Exercise aim –
Reproduce the records below exactly, leaving their images out.

Records drawn from a dataset –
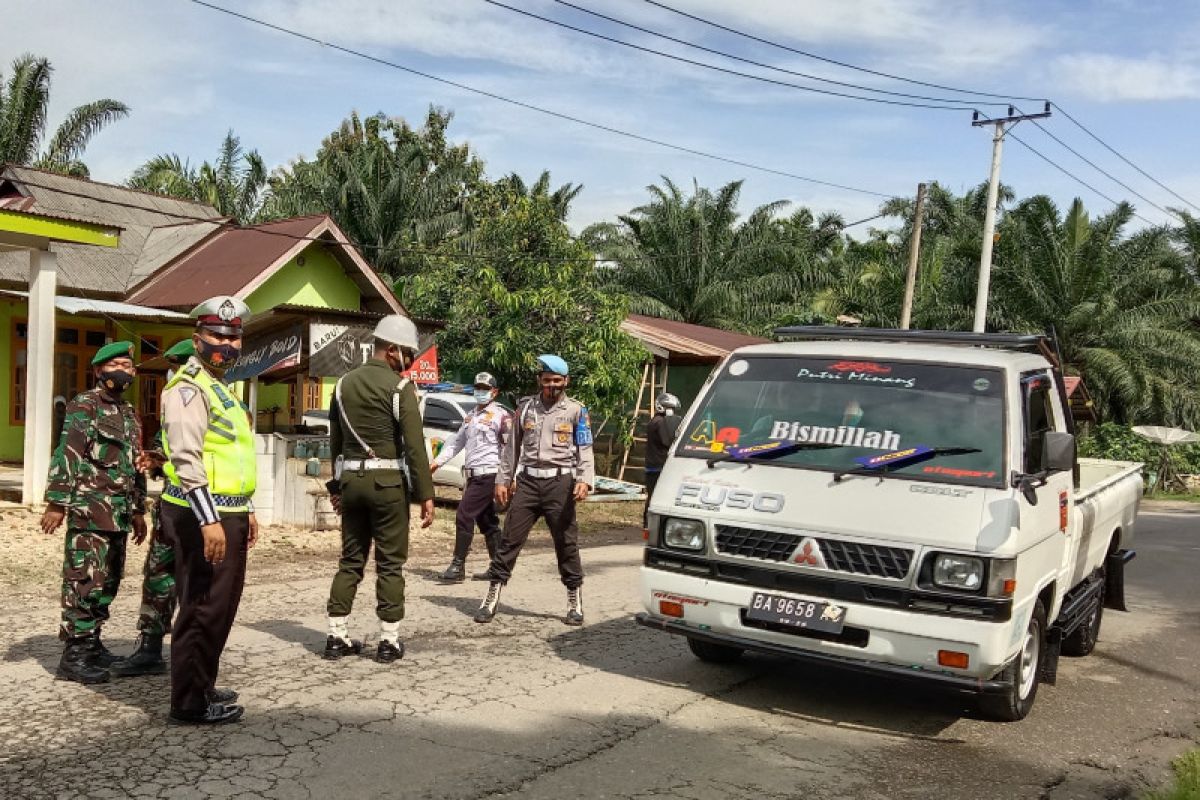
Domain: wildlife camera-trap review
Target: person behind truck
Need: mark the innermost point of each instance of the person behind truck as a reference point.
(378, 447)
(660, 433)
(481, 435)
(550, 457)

Exercise output –
Domain: wildlife camera-trap review
Target: person behind truck
Need: mark the innermost point of each instance of the person behind truck as a reference point.
(378, 447)
(660, 433)
(481, 435)
(550, 457)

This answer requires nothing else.